• 練習問題:
1: 文書抜粋によると、全職員アンケートで何らかの腰痛を感じていた職員は何パーセントでしたか。
2: 文書抜粋のうち、「鳥取医療生活協同組合 鳥取生協病院」から「員アンケートを実施しました。」までの部分を、両端を含めてそのまま書き写しなさい。
3: 次の(a)〜(c)が文書抜粋の内容と合っているかどうかを「はい」か「いいえ」で答え、判断の根拠となる文書抜粋の語句をそのまま引用しなさい。
(a) 鳥取生協病院は2019年5月に日本HPHネットワークに加盟した。
(b) 腰痛の傾向は、医療職より事務系のほうが強かった。
(c) 全職員アンケートは2021年度の10月に実施された。

++++ 文書抜粋

鳥取医療生活協同組合 鳥取生協病院
鳥取生協病院では、2019年5月に日本HPHネットワークに加盟し、院内にHPH推進委員会を立ち上げ、1職場1HPH活動の推進や救急外来患者に対する「医療・介護スタッフのための経済的支援ツール」を活用した問診など、様々なヘルスプロモーションの取り組みを進めてきました。
2021年度は、岡山協同病院の取り組みを参考に、病院全体でノーリフトを中心にした職員の腰痛予防対策に取り組むこととし、4月に腰痛発生率の現状を明らかにするための全職員アンケートを実施しました。
アンケートの結果では、職員の72.9%が何らかの腰痛を感じており、その傾向は事務系より医療職に強く、とりわけ看護師においては83.6%と多くの職員に腰痛が発生していることがわかりました。腰痛を感じる姿勢としては、中腰(67.7%)や前屈み(61.8%)で多く、立位(34.4%)でも痛みを感じていました。

++++++++
++++ データ抜粋

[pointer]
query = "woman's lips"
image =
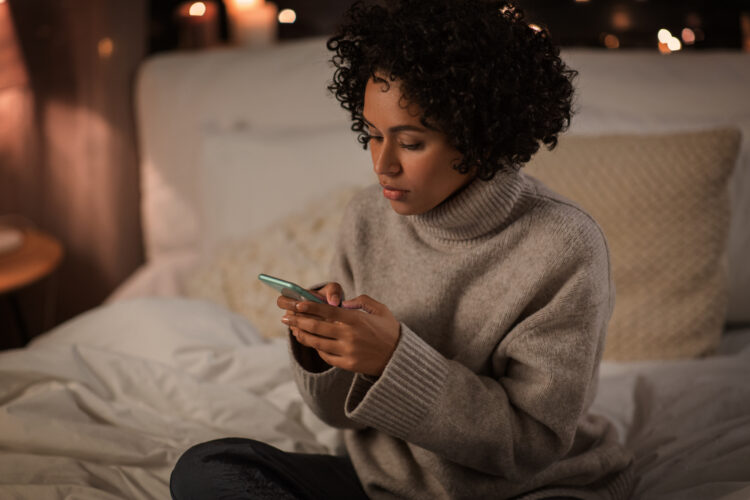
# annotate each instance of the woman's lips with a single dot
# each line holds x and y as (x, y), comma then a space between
(394, 194)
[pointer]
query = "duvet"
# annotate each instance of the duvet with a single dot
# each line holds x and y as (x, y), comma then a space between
(102, 406)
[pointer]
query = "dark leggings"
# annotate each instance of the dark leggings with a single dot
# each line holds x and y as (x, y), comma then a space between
(235, 468)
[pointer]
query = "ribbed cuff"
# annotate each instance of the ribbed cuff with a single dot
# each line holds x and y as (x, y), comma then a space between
(398, 401)
(313, 383)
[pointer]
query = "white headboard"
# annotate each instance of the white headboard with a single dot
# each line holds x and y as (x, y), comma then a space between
(260, 127)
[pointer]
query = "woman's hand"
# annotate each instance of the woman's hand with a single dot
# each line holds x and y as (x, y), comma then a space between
(360, 336)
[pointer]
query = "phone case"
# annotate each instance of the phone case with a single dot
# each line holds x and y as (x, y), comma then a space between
(289, 289)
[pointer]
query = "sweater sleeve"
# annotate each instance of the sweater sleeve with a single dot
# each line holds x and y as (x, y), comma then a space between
(522, 418)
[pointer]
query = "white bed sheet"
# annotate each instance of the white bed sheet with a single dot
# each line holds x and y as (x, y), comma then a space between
(102, 406)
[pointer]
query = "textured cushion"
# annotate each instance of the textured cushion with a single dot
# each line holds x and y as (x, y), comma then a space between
(298, 247)
(663, 203)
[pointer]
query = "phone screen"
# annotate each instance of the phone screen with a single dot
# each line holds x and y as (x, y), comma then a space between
(289, 289)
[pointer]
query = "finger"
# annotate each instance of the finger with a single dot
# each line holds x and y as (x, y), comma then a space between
(313, 325)
(332, 293)
(287, 303)
(328, 312)
(321, 344)
(365, 303)
(331, 359)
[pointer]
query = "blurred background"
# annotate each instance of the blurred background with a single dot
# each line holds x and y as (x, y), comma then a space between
(68, 143)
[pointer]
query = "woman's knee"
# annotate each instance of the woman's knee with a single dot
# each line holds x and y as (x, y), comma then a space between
(224, 468)
(192, 475)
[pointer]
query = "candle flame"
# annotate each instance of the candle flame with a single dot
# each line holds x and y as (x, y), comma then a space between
(688, 36)
(197, 9)
(106, 47)
(287, 16)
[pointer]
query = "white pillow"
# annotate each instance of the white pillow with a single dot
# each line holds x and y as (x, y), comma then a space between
(248, 180)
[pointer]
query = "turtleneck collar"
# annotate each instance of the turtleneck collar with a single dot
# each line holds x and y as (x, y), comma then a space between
(478, 209)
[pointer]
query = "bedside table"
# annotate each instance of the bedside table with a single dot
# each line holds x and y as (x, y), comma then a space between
(36, 258)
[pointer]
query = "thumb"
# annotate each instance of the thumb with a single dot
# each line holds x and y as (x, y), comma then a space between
(365, 303)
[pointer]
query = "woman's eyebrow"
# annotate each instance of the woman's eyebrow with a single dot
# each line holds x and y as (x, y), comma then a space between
(396, 128)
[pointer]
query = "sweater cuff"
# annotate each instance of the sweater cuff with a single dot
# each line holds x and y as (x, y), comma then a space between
(312, 382)
(411, 383)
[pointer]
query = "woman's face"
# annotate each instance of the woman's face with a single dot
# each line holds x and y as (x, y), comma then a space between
(413, 163)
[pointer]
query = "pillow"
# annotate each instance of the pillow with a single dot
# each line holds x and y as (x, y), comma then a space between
(298, 247)
(248, 178)
(662, 201)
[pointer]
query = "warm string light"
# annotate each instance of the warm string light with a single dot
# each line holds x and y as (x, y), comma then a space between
(197, 9)
(287, 16)
(667, 42)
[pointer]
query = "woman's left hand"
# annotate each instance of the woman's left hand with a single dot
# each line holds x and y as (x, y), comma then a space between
(359, 336)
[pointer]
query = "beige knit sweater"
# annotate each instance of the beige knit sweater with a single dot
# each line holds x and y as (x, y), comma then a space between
(503, 293)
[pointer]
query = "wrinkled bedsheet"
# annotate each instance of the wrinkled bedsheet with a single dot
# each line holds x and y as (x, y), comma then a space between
(102, 406)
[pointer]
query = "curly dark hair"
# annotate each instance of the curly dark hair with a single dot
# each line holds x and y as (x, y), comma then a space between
(495, 85)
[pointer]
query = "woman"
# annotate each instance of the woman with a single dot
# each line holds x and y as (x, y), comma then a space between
(466, 359)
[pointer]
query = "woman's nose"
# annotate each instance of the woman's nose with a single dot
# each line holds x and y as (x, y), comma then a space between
(385, 162)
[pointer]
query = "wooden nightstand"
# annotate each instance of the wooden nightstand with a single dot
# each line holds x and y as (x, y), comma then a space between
(37, 258)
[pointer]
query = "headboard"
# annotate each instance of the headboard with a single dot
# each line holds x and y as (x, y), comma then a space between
(259, 126)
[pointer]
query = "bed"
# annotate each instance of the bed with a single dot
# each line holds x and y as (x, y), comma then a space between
(246, 165)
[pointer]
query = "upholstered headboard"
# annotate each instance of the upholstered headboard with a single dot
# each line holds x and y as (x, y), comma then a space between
(231, 139)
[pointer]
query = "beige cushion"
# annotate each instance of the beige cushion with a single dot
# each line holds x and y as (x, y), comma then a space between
(663, 203)
(298, 247)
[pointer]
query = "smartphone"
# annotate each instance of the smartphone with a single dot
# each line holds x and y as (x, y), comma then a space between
(289, 289)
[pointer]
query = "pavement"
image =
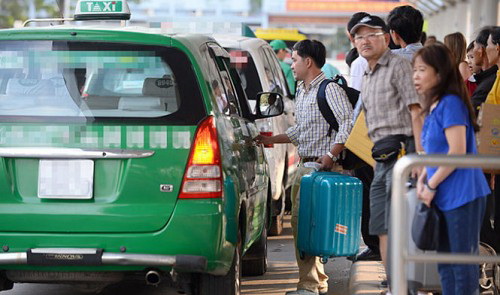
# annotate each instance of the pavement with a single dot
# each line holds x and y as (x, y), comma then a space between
(362, 277)
(366, 277)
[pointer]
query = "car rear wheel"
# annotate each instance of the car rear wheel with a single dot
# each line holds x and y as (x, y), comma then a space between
(229, 284)
(257, 264)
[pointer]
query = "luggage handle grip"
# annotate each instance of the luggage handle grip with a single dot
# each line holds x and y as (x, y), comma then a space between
(314, 165)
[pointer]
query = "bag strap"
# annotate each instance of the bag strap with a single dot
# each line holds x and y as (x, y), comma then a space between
(325, 109)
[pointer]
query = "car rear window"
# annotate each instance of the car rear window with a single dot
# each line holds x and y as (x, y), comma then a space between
(243, 62)
(97, 81)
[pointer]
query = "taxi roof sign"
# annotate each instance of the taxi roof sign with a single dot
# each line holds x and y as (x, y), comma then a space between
(102, 10)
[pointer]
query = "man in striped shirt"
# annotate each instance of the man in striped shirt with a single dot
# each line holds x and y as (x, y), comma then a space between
(309, 134)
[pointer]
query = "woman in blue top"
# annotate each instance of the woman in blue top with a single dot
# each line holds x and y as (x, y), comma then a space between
(449, 129)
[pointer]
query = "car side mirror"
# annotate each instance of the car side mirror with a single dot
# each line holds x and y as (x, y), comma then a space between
(269, 104)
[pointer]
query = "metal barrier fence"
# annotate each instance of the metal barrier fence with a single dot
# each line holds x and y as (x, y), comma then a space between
(399, 235)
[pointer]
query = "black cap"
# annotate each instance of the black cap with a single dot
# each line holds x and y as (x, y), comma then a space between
(371, 21)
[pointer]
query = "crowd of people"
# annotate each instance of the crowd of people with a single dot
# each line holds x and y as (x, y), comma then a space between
(418, 96)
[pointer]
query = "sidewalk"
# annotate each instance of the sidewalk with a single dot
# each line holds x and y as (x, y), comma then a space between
(365, 278)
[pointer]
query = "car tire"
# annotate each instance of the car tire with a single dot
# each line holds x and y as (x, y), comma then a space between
(257, 266)
(229, 284)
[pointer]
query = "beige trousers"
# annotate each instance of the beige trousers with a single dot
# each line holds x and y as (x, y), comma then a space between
(312, 274)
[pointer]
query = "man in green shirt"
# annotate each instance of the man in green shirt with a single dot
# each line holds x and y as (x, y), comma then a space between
(280, 48)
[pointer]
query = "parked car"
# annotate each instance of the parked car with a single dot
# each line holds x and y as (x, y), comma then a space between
(259, 70)
(125, 151)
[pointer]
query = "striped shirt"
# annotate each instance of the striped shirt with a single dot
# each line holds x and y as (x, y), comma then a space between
(310, 131)
(388, 92)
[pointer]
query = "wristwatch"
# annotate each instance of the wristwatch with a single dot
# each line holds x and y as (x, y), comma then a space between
(432, 190)
(332, 156)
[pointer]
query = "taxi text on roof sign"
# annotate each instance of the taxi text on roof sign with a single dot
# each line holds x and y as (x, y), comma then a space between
(101, 6)
(100, 10)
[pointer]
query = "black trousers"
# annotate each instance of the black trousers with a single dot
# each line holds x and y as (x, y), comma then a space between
(490, 231)
(365, 174)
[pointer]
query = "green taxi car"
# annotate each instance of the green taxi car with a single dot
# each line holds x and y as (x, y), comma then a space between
(125, 151)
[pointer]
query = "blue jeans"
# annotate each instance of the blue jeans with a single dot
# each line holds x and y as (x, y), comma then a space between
(460, 234)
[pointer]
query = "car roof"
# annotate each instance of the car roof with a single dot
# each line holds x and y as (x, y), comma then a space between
(240, 42)
(195, 38)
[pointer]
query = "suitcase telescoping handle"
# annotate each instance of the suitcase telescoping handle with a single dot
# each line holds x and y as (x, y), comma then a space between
(314, 165)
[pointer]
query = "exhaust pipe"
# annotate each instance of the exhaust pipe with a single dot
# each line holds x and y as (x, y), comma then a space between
(153, 278)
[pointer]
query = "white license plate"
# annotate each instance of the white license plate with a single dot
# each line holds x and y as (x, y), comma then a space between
(65, 179)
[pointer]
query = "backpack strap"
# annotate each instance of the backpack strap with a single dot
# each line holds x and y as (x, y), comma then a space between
(325, 109)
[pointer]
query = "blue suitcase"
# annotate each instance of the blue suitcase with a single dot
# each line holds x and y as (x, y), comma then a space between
(329, 215)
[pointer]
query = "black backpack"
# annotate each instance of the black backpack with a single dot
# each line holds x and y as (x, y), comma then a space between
(349, 160)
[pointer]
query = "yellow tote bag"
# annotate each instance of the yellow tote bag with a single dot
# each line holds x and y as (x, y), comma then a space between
(494, 95)
(359, 143)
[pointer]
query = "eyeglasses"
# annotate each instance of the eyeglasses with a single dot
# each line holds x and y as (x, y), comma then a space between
(370, 37)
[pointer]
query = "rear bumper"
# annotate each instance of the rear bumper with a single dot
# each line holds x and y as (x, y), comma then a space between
(191, 263)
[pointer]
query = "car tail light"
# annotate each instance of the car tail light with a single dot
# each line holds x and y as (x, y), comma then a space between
(203, 176)
(266, 133)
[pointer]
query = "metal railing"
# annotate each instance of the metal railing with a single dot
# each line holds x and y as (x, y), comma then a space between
(399, 218)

++++++++

• 解答一覧:
1: 72.9%

2:
鳥取医療生活協同組合 鳥取生協病院
鳥取生協病院では、2019年5月に日本HPHネットワークに加盟し、院内にHPH推進委員会を立ち上げ、1職場1HPH活動の推進や救急外来患者に対する「医療・介護スタッフのための経済的支援ツール」を活用した問診など、様々なヘルスプロモーションの取り組みを進めてきました。
2021年度は、岡山協同病院の取り組みを参考に、病院全体でノーリフトを中心にした職員の腰痛予防対策に取り組むこととし、4月に腰痛発生率の現状を明らかにするための全職員アンケートを実施しました。

3:
(a) はい。「2019年5月に日本HPHネットワークに加盟し」
(b) いいえ。「その傾向は事務系より医療職に強く」
(c) いいえ。「4月に腰痛発生率の現状を明らかにするための全職員アンケートを実施しました」